Stated goal :: Rewrite the material from the line containing "locate: snow on roof" down through its final line, swapping every "result" for "output" and changing nothing else.

_ _ _ _ _ _ _

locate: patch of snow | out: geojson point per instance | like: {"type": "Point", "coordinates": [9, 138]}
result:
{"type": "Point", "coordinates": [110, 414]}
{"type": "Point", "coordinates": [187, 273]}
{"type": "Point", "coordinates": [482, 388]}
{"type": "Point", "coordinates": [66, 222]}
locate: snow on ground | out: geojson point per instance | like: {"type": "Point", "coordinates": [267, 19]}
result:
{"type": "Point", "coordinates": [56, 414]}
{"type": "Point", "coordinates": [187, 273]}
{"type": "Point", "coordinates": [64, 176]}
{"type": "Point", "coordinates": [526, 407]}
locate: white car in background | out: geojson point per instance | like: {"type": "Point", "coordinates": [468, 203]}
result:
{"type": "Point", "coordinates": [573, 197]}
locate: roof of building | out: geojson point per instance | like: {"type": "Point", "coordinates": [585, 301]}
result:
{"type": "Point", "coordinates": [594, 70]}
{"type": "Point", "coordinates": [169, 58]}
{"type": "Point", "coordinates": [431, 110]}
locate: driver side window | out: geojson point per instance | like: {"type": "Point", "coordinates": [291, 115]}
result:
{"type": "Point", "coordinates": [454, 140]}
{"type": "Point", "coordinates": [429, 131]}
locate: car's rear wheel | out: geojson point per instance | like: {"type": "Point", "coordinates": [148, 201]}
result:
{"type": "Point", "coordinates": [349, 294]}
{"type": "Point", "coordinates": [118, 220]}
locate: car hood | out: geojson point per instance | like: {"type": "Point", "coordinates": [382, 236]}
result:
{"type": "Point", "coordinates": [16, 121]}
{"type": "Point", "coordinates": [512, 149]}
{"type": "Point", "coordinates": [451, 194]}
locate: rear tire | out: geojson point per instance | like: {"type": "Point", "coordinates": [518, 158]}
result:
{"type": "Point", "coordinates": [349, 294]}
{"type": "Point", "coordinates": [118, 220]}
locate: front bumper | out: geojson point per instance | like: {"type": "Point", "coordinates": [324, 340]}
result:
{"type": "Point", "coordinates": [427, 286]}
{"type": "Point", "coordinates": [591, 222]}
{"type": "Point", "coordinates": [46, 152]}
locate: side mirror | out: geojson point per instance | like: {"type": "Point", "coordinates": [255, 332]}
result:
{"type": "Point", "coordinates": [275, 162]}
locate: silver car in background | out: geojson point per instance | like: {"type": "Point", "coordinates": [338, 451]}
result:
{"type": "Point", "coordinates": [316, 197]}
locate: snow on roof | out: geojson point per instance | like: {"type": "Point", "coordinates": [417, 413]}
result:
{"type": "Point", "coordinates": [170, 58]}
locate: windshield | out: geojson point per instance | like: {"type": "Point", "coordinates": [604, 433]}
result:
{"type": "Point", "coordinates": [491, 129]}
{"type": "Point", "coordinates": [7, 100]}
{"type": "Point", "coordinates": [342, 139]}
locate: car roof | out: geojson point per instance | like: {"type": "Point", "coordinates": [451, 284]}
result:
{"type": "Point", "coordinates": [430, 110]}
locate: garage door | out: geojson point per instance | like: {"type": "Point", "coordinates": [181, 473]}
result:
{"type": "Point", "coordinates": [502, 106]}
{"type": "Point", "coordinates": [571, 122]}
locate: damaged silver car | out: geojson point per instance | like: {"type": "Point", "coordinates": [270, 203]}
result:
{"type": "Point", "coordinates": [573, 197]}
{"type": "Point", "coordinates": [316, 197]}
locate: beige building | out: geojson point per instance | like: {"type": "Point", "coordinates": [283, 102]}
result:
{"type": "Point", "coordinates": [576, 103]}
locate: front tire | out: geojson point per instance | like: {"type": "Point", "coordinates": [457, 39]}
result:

_ _ _ _ _ _ _

Complete response ::
locate: snow on roof | out: geojson point per instance | like: {"type": "Point", "coordinates": [417, 413]}
output:
{"type": "Point", "coordinates": [170, 58]}
locate: windshield | out: geojson point per instance | like: {"type": "Point", "coordinates": [604, 433]}
output:
{"type": "Point", "coordinates": [491, 129]}
{"type": "Point", "coordinates": [7, 100]}
{"type": "Point", "coordinates": [342, 139]}
locate: car roof | out: geojson point per instance | like: {"type": "Point", "coordinates": [451, 284]}
output:
{"type": "Point", "coordinates": [430, 110]}
locate: garage door | out: geojson point per instance | like: {"type": "Point", "coordinates": [181, 473]}
output:
{"type": "Point", "coordinates": [502, 106]}
{"type": "Point", "coordinates": [571, 122]}
locate: damaged silver car | out: geojson point per instance | like: {"type": "Point", "coordinates": [270, 203]}
output:
{"type": "Point", "coordinates": [573, 197]}
{"type": "Point", "coordinates": [316, 197]}
locate: beige building | out: geojson point per instance | like: {"type": "Point", "coordinates": [283, 102]}
output:
{"type": "Point", "coordinates": [576, 103]}
locate: front tire | out: geojson point per instance | like: {"type": "Point", "coordinates": [457, 39]}
output:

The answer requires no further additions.